START GIVEN INFORMATION

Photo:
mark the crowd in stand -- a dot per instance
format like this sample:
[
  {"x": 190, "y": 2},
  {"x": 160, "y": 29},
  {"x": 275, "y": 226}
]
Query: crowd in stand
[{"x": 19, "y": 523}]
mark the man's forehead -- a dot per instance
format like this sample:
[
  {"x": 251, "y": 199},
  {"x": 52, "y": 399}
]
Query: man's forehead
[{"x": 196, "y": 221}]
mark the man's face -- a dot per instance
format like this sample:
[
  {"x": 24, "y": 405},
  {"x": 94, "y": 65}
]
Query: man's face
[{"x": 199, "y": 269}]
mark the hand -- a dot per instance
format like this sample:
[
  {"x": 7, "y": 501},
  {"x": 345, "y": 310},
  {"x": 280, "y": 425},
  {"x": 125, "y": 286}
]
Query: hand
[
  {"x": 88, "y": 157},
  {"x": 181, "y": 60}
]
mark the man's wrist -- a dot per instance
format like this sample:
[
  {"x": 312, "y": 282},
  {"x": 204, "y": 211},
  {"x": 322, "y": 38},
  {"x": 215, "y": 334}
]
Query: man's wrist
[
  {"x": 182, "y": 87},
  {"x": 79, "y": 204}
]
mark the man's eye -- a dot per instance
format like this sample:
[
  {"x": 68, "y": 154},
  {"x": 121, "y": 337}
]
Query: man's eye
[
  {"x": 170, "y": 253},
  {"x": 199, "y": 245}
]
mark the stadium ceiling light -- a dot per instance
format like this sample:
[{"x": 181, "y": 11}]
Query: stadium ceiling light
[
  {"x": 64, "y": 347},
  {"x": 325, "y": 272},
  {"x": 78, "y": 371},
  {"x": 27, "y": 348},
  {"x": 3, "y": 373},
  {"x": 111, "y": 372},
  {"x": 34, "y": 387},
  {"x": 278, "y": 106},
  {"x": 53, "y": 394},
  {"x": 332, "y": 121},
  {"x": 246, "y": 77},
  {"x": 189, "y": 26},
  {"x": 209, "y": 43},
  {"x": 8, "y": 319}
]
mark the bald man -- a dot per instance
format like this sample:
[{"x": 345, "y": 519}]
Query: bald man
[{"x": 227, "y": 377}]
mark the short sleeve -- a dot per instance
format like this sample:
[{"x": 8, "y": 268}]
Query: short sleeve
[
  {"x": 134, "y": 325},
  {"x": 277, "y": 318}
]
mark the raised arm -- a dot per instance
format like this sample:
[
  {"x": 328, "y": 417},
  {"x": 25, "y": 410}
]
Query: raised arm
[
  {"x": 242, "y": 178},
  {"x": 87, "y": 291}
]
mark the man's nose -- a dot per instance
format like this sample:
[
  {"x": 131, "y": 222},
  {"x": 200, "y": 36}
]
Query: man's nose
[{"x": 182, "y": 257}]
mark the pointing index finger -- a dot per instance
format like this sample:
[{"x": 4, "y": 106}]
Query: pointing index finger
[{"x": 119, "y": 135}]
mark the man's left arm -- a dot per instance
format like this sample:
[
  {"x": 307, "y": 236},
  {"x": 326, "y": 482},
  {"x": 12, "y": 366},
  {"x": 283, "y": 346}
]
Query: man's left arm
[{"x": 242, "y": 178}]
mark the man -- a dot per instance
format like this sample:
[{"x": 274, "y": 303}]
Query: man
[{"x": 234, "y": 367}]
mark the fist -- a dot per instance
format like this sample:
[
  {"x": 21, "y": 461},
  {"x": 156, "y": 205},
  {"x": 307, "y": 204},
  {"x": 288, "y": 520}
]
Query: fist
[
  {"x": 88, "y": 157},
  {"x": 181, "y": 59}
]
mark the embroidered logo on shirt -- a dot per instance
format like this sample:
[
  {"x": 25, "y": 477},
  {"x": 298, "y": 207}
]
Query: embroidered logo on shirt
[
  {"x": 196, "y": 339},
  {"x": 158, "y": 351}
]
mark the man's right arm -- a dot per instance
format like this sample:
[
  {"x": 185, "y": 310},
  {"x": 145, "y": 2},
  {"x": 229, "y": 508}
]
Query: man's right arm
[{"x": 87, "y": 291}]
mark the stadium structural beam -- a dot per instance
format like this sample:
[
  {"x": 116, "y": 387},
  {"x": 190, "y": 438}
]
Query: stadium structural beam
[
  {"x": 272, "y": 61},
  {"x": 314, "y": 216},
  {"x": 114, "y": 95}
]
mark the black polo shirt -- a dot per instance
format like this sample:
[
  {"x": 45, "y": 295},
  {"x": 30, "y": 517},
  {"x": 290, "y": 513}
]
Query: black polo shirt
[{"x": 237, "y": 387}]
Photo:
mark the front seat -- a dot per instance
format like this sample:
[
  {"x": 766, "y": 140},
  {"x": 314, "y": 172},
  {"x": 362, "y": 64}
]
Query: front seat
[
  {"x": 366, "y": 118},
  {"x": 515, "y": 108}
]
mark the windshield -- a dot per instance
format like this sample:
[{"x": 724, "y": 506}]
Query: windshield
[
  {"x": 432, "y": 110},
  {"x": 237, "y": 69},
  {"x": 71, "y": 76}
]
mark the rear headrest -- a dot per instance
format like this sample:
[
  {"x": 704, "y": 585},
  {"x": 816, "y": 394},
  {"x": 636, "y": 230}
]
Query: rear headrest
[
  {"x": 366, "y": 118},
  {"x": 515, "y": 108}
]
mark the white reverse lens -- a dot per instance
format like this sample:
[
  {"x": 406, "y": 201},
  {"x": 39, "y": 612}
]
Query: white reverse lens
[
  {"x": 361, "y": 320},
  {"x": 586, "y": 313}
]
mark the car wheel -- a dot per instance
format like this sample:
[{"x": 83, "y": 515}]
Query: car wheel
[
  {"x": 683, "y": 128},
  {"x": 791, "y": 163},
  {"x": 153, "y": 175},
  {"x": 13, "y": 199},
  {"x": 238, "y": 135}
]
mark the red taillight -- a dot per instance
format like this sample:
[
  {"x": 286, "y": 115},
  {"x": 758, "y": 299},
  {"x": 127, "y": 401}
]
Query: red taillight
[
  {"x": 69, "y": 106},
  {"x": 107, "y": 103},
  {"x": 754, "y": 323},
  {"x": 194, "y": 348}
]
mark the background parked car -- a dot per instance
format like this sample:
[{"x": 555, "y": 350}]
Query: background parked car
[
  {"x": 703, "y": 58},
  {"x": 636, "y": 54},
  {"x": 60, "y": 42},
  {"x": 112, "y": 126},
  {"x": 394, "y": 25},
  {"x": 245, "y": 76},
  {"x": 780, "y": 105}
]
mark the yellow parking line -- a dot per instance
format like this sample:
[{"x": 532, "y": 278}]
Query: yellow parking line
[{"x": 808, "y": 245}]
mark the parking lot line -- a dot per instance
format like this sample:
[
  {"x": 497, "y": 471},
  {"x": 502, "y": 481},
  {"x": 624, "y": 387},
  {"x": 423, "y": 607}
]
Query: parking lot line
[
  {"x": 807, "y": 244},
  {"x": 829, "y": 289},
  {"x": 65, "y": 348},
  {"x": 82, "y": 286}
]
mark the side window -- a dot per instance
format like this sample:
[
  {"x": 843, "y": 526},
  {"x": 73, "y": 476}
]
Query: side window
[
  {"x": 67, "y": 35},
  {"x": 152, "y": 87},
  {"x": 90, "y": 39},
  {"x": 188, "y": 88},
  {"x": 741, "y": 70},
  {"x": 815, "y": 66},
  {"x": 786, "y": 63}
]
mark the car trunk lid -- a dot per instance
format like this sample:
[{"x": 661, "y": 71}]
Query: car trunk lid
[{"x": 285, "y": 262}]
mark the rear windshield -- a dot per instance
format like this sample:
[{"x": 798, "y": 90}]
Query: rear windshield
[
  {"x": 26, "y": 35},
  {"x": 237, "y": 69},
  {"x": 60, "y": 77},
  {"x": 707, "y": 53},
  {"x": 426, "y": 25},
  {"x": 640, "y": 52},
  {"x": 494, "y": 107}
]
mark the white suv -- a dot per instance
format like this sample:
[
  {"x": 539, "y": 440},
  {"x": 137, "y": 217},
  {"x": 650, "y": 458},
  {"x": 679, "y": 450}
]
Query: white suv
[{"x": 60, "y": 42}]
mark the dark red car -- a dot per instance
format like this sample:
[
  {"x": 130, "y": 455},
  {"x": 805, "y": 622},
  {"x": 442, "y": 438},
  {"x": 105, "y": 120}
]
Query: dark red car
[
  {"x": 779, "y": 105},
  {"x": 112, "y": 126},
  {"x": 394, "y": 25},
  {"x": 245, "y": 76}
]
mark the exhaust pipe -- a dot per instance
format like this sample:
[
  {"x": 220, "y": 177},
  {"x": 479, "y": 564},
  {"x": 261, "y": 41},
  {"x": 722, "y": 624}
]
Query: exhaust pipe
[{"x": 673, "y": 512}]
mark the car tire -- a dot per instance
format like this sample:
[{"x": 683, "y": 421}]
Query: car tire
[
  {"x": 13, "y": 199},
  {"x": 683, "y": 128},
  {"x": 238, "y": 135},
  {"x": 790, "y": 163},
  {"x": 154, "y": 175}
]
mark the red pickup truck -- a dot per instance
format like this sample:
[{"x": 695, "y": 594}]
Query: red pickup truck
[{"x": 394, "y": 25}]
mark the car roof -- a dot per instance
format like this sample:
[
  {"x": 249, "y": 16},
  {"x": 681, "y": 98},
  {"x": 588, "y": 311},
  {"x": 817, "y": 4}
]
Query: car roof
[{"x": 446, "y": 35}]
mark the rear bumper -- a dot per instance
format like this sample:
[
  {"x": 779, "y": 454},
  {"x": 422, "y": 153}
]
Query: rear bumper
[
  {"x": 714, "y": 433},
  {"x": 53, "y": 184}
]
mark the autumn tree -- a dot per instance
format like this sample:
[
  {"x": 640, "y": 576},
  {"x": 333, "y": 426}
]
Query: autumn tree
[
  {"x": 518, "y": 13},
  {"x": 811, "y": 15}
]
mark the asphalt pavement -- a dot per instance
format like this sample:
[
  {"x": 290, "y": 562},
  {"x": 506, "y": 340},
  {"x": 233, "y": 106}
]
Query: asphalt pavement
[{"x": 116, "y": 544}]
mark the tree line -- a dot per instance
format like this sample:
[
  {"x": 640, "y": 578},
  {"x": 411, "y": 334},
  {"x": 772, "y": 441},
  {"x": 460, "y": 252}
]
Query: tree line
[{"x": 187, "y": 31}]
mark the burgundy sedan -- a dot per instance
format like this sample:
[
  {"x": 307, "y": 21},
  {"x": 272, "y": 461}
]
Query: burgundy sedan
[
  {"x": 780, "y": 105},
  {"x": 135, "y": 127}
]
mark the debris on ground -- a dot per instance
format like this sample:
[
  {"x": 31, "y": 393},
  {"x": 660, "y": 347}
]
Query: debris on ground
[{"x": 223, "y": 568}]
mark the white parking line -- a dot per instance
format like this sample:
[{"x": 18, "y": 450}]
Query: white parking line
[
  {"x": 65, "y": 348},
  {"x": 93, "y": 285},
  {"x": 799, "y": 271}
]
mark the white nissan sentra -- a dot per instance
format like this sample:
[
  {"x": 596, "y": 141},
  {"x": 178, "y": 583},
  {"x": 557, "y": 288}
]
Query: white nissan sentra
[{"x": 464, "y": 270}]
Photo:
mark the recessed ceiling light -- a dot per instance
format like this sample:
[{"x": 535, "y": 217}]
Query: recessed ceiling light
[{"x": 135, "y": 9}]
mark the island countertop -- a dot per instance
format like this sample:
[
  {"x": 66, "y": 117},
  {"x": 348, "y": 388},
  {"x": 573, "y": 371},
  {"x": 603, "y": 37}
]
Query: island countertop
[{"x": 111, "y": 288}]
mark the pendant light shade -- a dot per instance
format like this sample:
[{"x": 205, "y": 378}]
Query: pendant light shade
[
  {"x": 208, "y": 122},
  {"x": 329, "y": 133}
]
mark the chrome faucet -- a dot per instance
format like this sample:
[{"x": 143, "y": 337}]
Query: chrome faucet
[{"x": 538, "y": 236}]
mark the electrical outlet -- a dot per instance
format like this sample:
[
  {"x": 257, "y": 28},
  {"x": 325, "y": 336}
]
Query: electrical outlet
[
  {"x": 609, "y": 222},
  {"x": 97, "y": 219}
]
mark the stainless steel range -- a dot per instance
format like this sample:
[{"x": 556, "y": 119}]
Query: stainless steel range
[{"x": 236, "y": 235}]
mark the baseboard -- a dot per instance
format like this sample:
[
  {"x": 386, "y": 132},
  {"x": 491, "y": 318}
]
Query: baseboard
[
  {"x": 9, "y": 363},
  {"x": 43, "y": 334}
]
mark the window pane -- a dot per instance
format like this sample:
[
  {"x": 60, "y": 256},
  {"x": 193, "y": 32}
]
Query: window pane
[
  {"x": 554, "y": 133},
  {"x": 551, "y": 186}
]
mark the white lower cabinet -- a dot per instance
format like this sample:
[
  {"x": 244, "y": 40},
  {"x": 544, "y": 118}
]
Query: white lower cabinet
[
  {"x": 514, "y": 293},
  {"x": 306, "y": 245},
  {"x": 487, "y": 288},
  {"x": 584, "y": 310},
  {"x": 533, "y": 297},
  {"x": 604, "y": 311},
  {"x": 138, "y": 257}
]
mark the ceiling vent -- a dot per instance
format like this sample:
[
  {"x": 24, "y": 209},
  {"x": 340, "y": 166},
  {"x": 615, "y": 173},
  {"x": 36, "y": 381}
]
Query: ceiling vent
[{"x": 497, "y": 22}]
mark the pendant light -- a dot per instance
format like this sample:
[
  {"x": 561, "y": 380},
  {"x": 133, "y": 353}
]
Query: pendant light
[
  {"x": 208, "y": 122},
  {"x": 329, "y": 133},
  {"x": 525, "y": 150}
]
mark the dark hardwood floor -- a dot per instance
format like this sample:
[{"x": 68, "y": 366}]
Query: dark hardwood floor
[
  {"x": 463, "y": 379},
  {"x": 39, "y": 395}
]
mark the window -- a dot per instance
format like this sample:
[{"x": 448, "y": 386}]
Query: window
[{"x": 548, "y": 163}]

END GIVEN INFORMATION

● **WORK ORDER**
Your output should be an exact transcription of the line that holds "mark the window -- a dot per instance" and each line after it through the end of the listing above.

● **WRITTEN SOLUTION**
mark the window -- a dot per instance
format like this sample:
[{"x": 448, "y": 386}]
Query: window
[{"x": 548, "y": 163}]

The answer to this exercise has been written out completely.